Data items:
§
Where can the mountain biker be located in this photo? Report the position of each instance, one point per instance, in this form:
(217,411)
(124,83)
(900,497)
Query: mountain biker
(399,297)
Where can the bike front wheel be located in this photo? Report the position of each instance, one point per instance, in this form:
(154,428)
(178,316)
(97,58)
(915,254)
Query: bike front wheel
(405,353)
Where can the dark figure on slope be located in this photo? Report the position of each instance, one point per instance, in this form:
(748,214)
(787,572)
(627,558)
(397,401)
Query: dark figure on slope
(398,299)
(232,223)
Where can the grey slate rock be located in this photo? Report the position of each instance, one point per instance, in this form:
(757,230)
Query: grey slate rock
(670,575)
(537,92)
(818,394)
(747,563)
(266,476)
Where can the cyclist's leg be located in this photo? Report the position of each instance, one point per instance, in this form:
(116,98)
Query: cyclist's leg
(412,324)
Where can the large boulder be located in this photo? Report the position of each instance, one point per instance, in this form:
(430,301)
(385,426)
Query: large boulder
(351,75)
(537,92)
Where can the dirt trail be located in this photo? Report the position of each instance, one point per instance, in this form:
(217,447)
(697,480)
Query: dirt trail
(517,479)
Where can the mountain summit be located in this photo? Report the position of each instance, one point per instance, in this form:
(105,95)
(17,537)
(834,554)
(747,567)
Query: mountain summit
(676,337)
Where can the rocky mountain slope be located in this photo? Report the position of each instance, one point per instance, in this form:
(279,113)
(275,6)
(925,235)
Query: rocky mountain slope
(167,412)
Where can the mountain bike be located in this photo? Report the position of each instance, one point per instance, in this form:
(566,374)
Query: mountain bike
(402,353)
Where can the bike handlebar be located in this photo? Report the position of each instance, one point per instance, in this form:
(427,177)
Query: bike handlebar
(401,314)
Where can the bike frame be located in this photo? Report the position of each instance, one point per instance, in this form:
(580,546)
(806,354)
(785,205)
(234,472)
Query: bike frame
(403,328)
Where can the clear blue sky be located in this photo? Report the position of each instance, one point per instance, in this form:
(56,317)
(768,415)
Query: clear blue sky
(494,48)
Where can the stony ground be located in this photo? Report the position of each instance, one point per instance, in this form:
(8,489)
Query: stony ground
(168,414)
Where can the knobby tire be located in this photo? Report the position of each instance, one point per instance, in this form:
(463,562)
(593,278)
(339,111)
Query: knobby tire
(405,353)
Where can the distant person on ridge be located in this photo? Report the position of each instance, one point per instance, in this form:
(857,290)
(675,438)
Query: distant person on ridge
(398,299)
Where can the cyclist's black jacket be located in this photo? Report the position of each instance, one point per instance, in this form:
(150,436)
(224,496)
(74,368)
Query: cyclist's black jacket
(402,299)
§
# PROBLEM REQUIREMENTS:
Each of the records is to be written out again exactly.

# EXERCISE RESPONSE:
Where can the mountain biker be located in this photo? Report the position of each instance, one point per instance, in this form:
(217,411)
(124,83)
(900,497)
Query: mountain biker
(399,297)
Where can the bike front wheel be located in this photo? Report the position of each instance, one point per instance, in this form:
(154,428)
(178,316)
(97,58)
(915,254)
Query: bike front wheel
(405,353)
Where can the dark figure on slope be located in this photo? Report the position of each instance, one point per instance, in this form:
(748,214)
(787,572)
(627,558)
(397,401)
Query: dark figure on slope
(398,299)
(232,223)
Where can the grey slate rock be located in this photo? Report the position of each instance, one point per instance, in this form:
(757,230)
Query: grey slate rock
(670,575)
(537,92)
(818,394)
(747,563)
(266,476)
Where can the cyclist's leg be located in this photo? Report the position of each instance, one point per instance, in this form:
(116,98)
Query: cyclist's leg
(412,324)
Where can the large boulder be located in this photo? Report the position of each instance, one point per instance, in this form:
(430,301)
(385,426)
Query: large boulder
(351,75)
(537,92)
Where can the dirt trail be located in this photo? Report the position of each instance, one point per instance, in this form:
(217,447)
(697,480)
Query: dirt trail
(517,479)
Where can the mountain summit be located in this photo? Report the position of each instance, one point per instance, in this form:
(105,95)
(17,537)
(834,554)
(747,567)
Query: mountain summit
(676,337)
Where can the rocky mountain slope be located in this photo? Report the position of each instance, one point per instance, in this form:
(279,113)
(275,6)
(925,235)
Query: rocky mountain slope
(167,412)
Where can the mountain bike be located in this photo? Report the position of each instance, one point per instance, in this form:
(566,374)
Query: mountain bike
(402,353)
Where can the bike handlebar be located in this photo? Report the position of each instance, one point per instance, in this form:
(427,177)
Query: bike handlebar
(401,314)
Where can the bike frame be located in this photo? Report the position of each instance, one point per instance, in this form:
(580,546)
(806,354)
(785,205)
(234,472)
Query: bike frame
(403,328)
Where can the clear blue sky be located in this photo? Report the position of each instance, one point per instance, in this form:
(56,317)
(768,415)
Query: clear blue sky
(494,48)
Where can the stony ground be located in this photo? Report the position of each instance, one point per instance, in this form:
(8,489)
Query: stony ground
(168,414)
Where can the knobby tire be located in this photo? Report the position of each instance, one point per instance, in this form:
(463,562)
(593,278)
(339,111)
Query: knobby tire
(405,353)
Where can the distant person on ridge be located in this photo? Report the position of each instance, one point per instance, in this form:
(857,290)
(675,438)
Query: distant person on ridge
(398,299)
Where can the cyclist's black jacket be located in this photo? Report the position of each instance, one point per instance, in this form:
(150,436)
(224,496)
(74,368)
Query: cyclist's black jacket
(402,299)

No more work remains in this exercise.